▸ **Stated exercise**:
Recast the listing below as a Markdown table with two columns, Row and Line. Number each line and omit any blank lines.

[START OF Extracted records]

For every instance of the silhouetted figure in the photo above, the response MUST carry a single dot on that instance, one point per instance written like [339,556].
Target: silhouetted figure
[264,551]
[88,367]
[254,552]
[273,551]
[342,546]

[END OF Extracted records]

▸ **Answer for this exercise**:
| Row | Line |
|---|---|
| 1 | For every instance of the silhouetted figure in the photo above, the response MUST carry a single dot on that instance, one point per instance written like [339,556]. |
| 2 | Target: silhouetted figure |
| 3 | [264,551] |
| 4 | [88,367] |
| 5 | [254,552] |
| 6 | [273,551] |
| 7 | [342,546] |